▶ _PROBLEM DETAILS_
Shorten the paragraph beginning "On the morning of October 18, 2016" in the Takae protest passage below, keeping its main facts.

▶ _DOCUMENT PASSAGE_
= = =

On the morning of October 18, 2016, as 70 protesters (some of whom have been engaged in sit-ins in front of the N1 gate in Takae for over eight years) blocked the entry of construction trucks filled with materials to construct a new helipad, three riot police officers from the Osaka police headquarters yelled at them to back off from the fence. The dispatch of as many as 500 riot police from across the country to exercise control over protesters and local residents at Takae in addition to the deployment of local police forces reveals the excessive force that the state is prepared to utilize in order to resume construction. It also reflects its recognition that the current political climate in the prefecture makes it unreasonable to expect local forces to dole out punishments against offenders effectively. Frustrated by the refusal of the protestors to budge, one officer shouted, “move off of the gate, you dojin.” Dojin can be translated as “aboriginal,” “savage,” or “native,” but in any case, it is a word used and recognized as a racial slur.
This incident, captured on film by the protestors, was under-reported by national media outlets despite the fact that the direct target of this insult was Medoruma Shun, a writer who in 1997 was awarded the highest Japanese literary prize, the Akutagawa Prize for his short story, “Droplets.” In an interview that he gave to one of the local papers, the Okinawa Times, Medoruma, a committed activist, noted that it was significant that a member of the police force, had uttered this phrase. What a far cry today’s conditions are, he dryly commented, from the “Okinawa boom” that had made singers, dancers, actresses and comedians from the prefecture into fetishized stars in the Japanese pop culture industry. Far from being a radical shift in Japanese perceptions of Okinawan culture, however, this incident reveals that their increased visibility within the Japanese entertainment industry since the early 1990s was predicated upon their racialization as national representatives of what James Roberson has called the “ethnic boom interests of younger Japanese in the Third World.”

= = =

(Point labeling lines)
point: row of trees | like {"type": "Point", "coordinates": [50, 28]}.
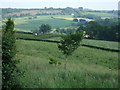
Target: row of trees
{"type": "Point", "coordinates": [99, 31]}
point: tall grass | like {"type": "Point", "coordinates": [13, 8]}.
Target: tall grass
{"type": "Point", "coordinates": [87, 68]}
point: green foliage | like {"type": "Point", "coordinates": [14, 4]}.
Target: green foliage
{"type": "Point", "coordinates": [70, 42]}
{"type": "Point", "coordinates": [88, 67]}
{"type": "Point", "coordinates": [9, 63]}
{"type": "Point", "coordinates": [45, 28]}
{"type": "Point", "coordinates": [54, 61]}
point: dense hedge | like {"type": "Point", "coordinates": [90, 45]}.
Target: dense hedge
{"type": "Point", "coordinates": [9, 64]}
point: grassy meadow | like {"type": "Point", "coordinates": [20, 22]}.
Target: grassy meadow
{"type": "Point", "coordinates": [25, 24]}
{"type": "Point", "coordinates": [86, 68]}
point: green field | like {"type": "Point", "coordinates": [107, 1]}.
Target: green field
{"type": "Point", "coordinates": [98, 43]}
{"type": "Point", "coordinates": [25, 24]}
{"type": "Point", "coordinates": [86, 68]}
{"type": "Point", "coordinates": [101, 14]}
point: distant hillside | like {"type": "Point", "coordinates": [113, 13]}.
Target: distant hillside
{"type": "Point", "coordinates": [76, 12]}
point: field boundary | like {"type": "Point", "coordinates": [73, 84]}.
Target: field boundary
{"type": "Point", "coordinates": [90, 46]}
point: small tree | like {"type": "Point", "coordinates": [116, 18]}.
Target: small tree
{"type": "Point", "coordinates": [70, 43]}
{"type": "Point", "coordinates": [8, 53]}
{"type": "Point", "coordinates": [45, 28]}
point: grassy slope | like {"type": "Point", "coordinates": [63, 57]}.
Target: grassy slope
{"type": "Point", "coordinates": [24, 24]}
{"type": "Point", "coordinates": [99, 43]}
{"type": "Point", "coordinates": [86, 68]}
{"type": "Point", "coordinates": [101, 14]}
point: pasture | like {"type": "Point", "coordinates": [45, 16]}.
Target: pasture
{"type": "Point", "coordinates": [101, 14]}
{"type": "Point", "coordinates": [86, 68]}
{"type": "Point", "coordinates": [25, 24]}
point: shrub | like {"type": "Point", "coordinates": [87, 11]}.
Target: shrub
{"type": "Point", "coordinates": [9, 64]}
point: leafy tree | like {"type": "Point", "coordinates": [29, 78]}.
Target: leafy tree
{"type": "Point", "coordinates": [69, 43]}
{"type": "Point", "coordinates": [9, 63]}
{"type": "Point", "coordinates": [45, 28]}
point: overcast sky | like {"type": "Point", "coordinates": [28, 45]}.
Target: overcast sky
{"type": "Point", "coordinates": [91, 4]}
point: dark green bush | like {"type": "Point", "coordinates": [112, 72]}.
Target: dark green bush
{"type": "Point", "coordinates": [9, 64]}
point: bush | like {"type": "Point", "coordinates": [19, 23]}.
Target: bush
{"type": "Point", "coordinates": [9, 64]}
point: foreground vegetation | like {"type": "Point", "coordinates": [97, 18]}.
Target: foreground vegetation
{"type": "Point", "coordinates": [87, 68]}
{"type": "Point", "coordinates": [57, 37]}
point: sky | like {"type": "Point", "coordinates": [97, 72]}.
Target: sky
{"type": "Point", "coordinates": [91, 4]}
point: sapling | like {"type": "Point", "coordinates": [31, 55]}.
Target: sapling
{"type": "Point", "coordinates": [69, 43]}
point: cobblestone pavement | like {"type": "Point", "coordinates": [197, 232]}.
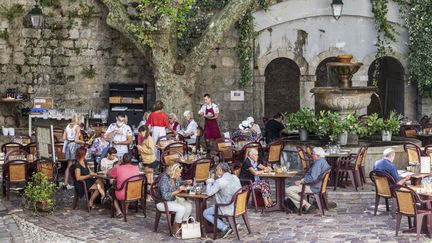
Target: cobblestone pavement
{"type": "Point", "coordinates": [351, 221]}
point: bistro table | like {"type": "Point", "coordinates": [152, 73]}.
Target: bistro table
{"type": "Point", "coordinates": [200, 205]}
{"type": "Point", "coordinates": [280, 189]}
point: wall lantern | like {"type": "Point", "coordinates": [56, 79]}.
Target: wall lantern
{"type": "Point", "coordinates": [36, 16]}
{"type": "Point", "coordinates": [337, 6]}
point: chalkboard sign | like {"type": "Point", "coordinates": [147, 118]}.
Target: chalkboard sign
{"type": "Point", "coordinates": [45, 142]}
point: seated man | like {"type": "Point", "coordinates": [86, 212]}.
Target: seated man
{"type": "Point", "coordinates": [313, 175]}
{"type": "Point", "coordinates": [386, 165]}
{"type": "Point", "coordinates": [223, 188]}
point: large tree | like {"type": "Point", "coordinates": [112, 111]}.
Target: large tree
{"type": "Point", "coordinates": [175, 89]}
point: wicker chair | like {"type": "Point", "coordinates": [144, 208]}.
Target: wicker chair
{"type": "Point", "coordinates": [321, 197]}
{"type": "Point", "coordinates": [14, 171]}
{"type": "Point", "coordinates": [414, 152]}
{"type": "Point", "coordinates": [274, 150]}
{"type": "Point", "coordinates": [240, 209]}
{"type": "Point", "coordinates": [409, 204]}
{"type": "Point", "coordinates": [135, 191]}
{"type": "Point", "coordinates": [383, 187]}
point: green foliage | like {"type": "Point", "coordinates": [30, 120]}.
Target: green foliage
{"type": "Point", "coordinates": [302, 119]}
{"type": "Point", "coordinates": [12, 12]}
{"type": "Point", "coordinates": [39, 190]}
{"type": "Point", "coordinates": [89, 72]}
{"type": "Point", "coordinates": [50, 3]}
{"type": "Point", "coordinates": [419, 24]}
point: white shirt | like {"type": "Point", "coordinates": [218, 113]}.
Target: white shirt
{"type": "Point", "coordinates": [124, 132]}
{"type": "Point", "coordinates": [212, 105]}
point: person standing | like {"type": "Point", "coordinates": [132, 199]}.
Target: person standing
{"type": "Point", "coordinates": [120, 134]}
{"type": "Point", "coordinates": [210, 111]}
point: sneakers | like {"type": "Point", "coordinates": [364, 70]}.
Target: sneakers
{"type": "Point", "coordinates": [223, 234]}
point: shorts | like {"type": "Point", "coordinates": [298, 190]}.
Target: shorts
{"type": "Point", "coordinates": [70, 151]}
{"type": "Point", "coordinates": [152, 165]}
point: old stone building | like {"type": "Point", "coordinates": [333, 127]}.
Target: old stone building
{"type": "Point", "coordinates": [295, 39]}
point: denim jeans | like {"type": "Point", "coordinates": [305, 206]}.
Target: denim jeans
{"type": "Point", "coordinates": [209, 216]}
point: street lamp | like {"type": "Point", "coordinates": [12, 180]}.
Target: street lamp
{"type": "Point", "coordinates": [337, 6]}
{"type": "Point", "coordinates": [36, 16]}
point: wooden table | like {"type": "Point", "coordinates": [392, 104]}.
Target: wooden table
{"type": "Point", "coordinates": [280, 189]}
{"type": "Point", "coordinates": [200, 205]}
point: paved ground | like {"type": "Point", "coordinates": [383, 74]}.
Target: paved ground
{"type": "Point", "coordinates": [351, 221]}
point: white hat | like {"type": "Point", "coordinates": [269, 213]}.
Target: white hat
{"type": "Point", "coordinates": [244, 125]}
{"type": "Point", "coordinates": [186, 113]}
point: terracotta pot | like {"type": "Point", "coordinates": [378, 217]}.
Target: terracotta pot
{"type": "Point", "coordinates": [346, 58]}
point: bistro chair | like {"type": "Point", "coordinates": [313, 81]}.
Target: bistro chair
{"type": "Point", "coordinates": [320, 197]}
{"type": "Point", "coordinates": [224, 149]}
{"type": "Point", "coordinates": [7, 147]}
{"type": "Point", "coordinates": [414, 152]}
{"type": "Point", "coordinates": [350, 166]}
{"type": "Point", "coordinates": [240, 209]}
{"type": "Point", "coordinates": [86, 190]}
{"type": "Point", "coordinates": [409, 204]}
{"type": "Point", "coordinates": [383, 187]}
{"type": "Point", "coordinates": [274, 150]}
{"type": "Point", "coordinates": [169, 214]}
{"type": "Point", "coordinates": [14, 172]}
{"type": "Point", "coordinates": [47, 167]}
{"type": "Point", "coordinates": [136, 191]}
{"type": "Point", "coordinates": [304, 159]}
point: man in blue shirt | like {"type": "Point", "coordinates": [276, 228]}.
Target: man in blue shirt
{"type": "Point", "coordinates": [386, 165]}
{"type": "Point", "coordinates": [312, 178]}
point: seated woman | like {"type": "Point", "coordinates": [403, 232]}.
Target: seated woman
{"type": "Point", "coordinates": [147, 152]}
{"type": "Point", "coordinates": [245, 133]}
{"type": "Point", "coordinates": [122, 172]}
{"type": "Point", "coordinates": [84, 174]}
{"type": "Point", "coordinates": [251, 169]}
{"type": "Point", "coordinates": [109, 161]}
{"type": "Point", "coordinates": [169, 186]}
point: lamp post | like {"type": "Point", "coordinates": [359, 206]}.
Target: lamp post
{"type": "Point", "coordinates": [36, 16]}
{"type": "Point", "coordinates": [337, 6]}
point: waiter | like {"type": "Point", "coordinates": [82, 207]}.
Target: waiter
{"type": "Point", "coordinates": [210, 112]}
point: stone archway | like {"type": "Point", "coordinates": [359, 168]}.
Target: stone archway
{"type": "Point", "coordinates": [282, 87]}
{"type": "Point", "coordinates": [391, 86]}
{"type": "Point", "coordinates": [324, 78]}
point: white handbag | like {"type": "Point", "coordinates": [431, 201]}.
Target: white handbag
{"type": "Point", "coordinates": [191, 230]}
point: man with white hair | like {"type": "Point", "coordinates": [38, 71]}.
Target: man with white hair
{"type": "Point", "coordinates": [386, 165]}
{"type": "Point", "coordinates": [191, 128]}
{"type": "Point", "coordinates": [312, 177]}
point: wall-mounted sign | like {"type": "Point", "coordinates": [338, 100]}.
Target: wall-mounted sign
{"type": "Point", "coordinates": [237, 95]}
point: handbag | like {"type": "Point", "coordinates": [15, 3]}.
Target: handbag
{"type": "Point", "coordinates": [191, 230]}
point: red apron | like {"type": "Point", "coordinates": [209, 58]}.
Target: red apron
{"type": "Point", "coordinates": [211, 128]}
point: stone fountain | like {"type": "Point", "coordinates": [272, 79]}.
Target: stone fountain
{"type": "Point", "coordinates": [344, 99]}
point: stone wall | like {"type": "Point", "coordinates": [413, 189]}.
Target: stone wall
{"type": "Point", "coordinates": [50, 61]}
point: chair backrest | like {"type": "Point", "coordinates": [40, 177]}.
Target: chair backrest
{"type": "Point", "coordinates": [16, 170]}
{"type": "Point", "coordinates": [240, 201]}
{"type": "Point", "coordinates": [134, 187]}
{"type": "Point", "coordinates": [224, 147]}
{"type": "Point", "coordinates": [274, 152]}
{"type": "Point", "coordinates": [324, 181]}
{"type": "Point", "coordinates": [7, 147]}
{"type": "Point", "coordinates": [202, 169]}
{"type": "Point", "coordinates": [414, 152]}
{"type": "Point", "coordinates": [406, 200]}
{"type": "Point", "coordinates": [46, 167]}
{"type": "Point", "coordinates": [383, 183]}
{"type": "Point", "coordinates": [302, 156]}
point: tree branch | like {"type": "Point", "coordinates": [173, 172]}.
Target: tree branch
{"type": "Point", "coordinates": [118, 19]}
{"type": "Point", "coordinates": [220, 24]}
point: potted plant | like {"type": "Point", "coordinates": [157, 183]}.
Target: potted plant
{"type": "Point", "coordinates": [39, 193]}
{"type": "Point", "coordinates": [304, 121]}
{"type": "Point", "coordinates": [390, 126]}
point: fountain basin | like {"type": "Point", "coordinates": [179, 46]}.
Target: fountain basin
{"type": "Point", "coordinates": [344, 100]}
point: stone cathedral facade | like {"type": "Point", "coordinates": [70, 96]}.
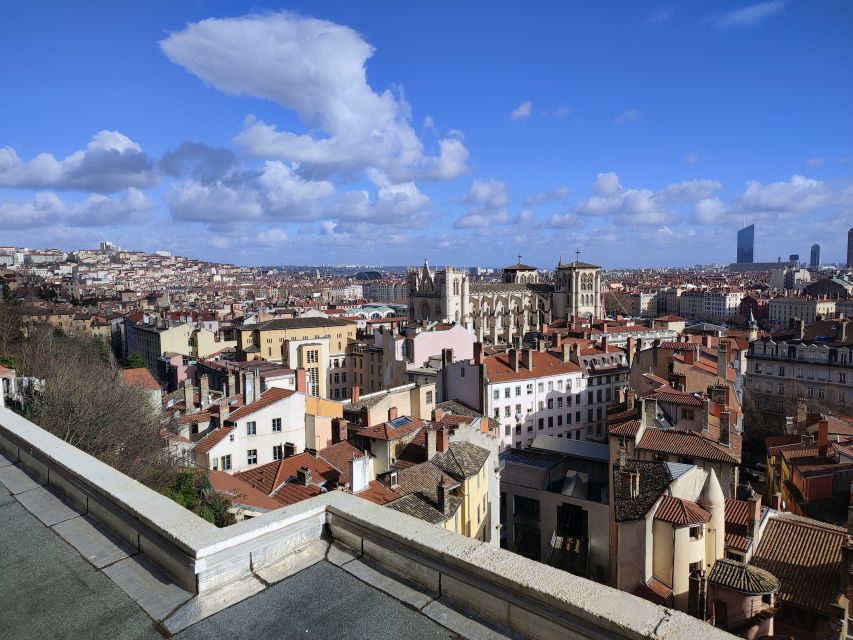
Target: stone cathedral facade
{"type": "Point", "coordinates": [496, 312]}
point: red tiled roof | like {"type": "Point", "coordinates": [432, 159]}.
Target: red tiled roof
{"type": "Point", "coordinates": [545, 363]}
{"type": "Point", "coordinates": [685, 443]}
{"type": "Point", "coordinates": [212, 439]}
{"type": "Point", "coordinates": [140, 377]}
{"type": "Point", "coordinates": [269, 476]}
{"type": "Point", "coordinates": [269, 397]}
{"type": "Point", "coordinates": [679, 511]}
{"type": "Point", "coordinates": [805, 555]}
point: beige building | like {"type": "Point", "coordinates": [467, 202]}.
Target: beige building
{"type": "Point", "coordinates": [317, 345]}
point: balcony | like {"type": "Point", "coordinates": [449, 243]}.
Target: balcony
{"type": "Point", "coordinates": [334, 565]}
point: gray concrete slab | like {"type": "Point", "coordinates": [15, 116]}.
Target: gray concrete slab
{"type": "Point", "coordinates": [48, 591]}
{"type": "Point", "coordinates": [17, 480]}
{"type": "Point", "coordinates": [320, 602]}
{"type": "Point", "coordinates": [390, 585]}
{"type": "Point", "coordinates": [47, 506]}
{"type": "Point", "coordinates": [95, 543]}
{"type": "Point", "coordinates": [147, 586]}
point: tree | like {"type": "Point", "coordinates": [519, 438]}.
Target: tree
{"type": "Point", "coordinates": [135, 361]}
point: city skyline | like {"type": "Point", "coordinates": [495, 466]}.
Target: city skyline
{"type": "Point", "coordinates": [397, 149]}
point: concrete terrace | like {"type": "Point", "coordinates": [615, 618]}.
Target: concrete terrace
{"type": "Point", "coordinates": [87, 552]}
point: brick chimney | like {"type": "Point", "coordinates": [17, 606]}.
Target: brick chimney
{"type": "Point", "coordinates": [203, 390]}
{"type": "Point", "coordinates": [822, 438]}
{"type": "Point", "coordinates": [188, 396]}
{"type": "Point", "coordinates": [430, 442]}
{"type": "Point", "coordinates": [722, 359]}
{"type": "Point", "coordinates": [527, 359]}
{"type": "Point", "coordinates": [339, 430]}
{"type": "Point", "coordinates": [725, 427]}
{"type": "Point", "coordinates": [513, 359]}
{"type": "Point", "coordinates": [303, 476]}
{"type": "Point", "coordinates": [442, 438]}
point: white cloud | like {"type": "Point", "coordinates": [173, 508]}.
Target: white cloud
{"type": "Point", "coordinates": [632, 115]}
{"type": "Point", "coordinates": [46, 209]}
{"type": "Point", "coordinates": [749, 16]}
{"type": "Point", "coordinates": [111, 162]}
{"type": "Point", "coordinates": [522, 111]}
{"type": "Point", "coordinates": [316, 68]}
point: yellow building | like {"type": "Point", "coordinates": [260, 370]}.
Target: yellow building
{"type": "Point", "coordinates": [317, 345]}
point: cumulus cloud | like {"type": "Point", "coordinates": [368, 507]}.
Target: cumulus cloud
{"type": "Point", "coordinates": [632, 115]}
{"type": "Point", "coordinates": [749, 16]}
{"type": "Point", "coordinates": [522, 111]}
{"type": "Point", "coordinates": [111, 162]}
{"type": "Point", "coordinates": [47, 209]}
{"type": "Point", "coordinates": [316, 68]}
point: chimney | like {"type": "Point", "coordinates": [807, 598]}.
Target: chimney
{"type": "Point", "coordinates": [513, 359]}
{"type": "Point", "coordinates": [256, 384]}
{"type": "Point", "coordinates": [303, 476]}
{"type": "Point", "coordinates": [203, 390]}
{"type": "Point", "coordinates": [478, 353]}
{"type": "Point", "coordinates": [755, 519]}
{"type": "Point", "coordinates": [650, 412]}
{"type": "Point", "coordinates": [802, 414]}
{"type": "Point", "coordinates": [339, 430]}
{"type": "Point", "coordinates": [188, 396]}
{"type": "Point", "coordinates": [822, 435]}
{"type": "Point", "coordinates": [430, 442]}
{"type": "Point", "coordinates": [724, 428]}
{"type": "Point", "coordinates": [722, 359]}
{"type": "Point", "coordinates": [442, 437]}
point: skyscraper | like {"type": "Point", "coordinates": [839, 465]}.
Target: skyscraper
{"type": "Point", "coordinates": [745, 244]}
{"type": "Point", "coordinates": [850, 249]}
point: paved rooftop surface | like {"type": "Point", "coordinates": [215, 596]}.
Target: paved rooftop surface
{"type": "Point", "coordinates": [49, 590]}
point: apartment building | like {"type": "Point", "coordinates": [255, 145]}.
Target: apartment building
{"type": "Point", "coordinates": [813, 361]}
{"type": "Point", "coordinates": [317, 345]}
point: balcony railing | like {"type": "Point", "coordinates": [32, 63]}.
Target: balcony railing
{"type": "Point", "coordinates": [211, 563]}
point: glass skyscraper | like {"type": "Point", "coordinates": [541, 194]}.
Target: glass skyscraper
{"type": "Point", "coordinates": [746, 244]}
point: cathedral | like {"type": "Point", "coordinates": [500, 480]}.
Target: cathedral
{"type": "Point", "coordinates": [496, 312]}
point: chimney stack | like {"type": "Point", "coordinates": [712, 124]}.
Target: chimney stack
{"type": "Point", "coordinates": [513, 359]}
{"type": "Point", "coordinates": [303, 476]}
{"type": "Point", "coordinates": [822, 437]}
{"type": "Point", "coordinates": [203, 390]}
{"type": "Point", "coordinates": [724, 428]}
{"type": "Point", "coordinates": [527, 358]}
{"type": "Point", "coordinates": [442, 437]}
{"type": "Point", "coordinates": [339, 430]}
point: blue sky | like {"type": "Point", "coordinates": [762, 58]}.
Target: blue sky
{"type": "Point", "coordinates": [643, 134]}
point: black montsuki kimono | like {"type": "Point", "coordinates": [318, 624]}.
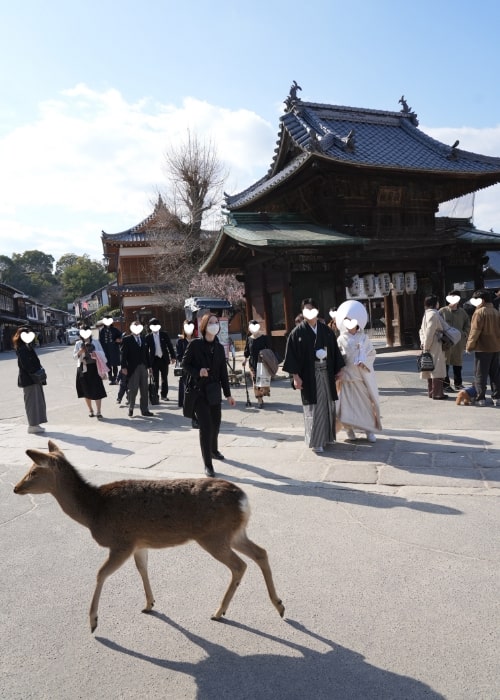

= = =

▶ _FINISHED ANSWER_
On October 18, 2016, about 70 protesters, some of whom had held sit-ins at Takae's N1 gate for over eight years, blocked construction trucks carrying materials for a new helipad. Three riot police officers from the Osaka police headquarters yelled at them to move away from the fence. Sending as many as 500 riot police from across the country, in addition to local forces, shows the excessive force the state is prepared to use to resume construction. It also shows the state's recognition that the prefecture's political climate makes it unreasonable to expect local forces to punish offenders effectively. When the protesters would not budge, one officer shouted "move off of the gate, you dojin," a racial slur meaning "aboriginal," "savage," or "native."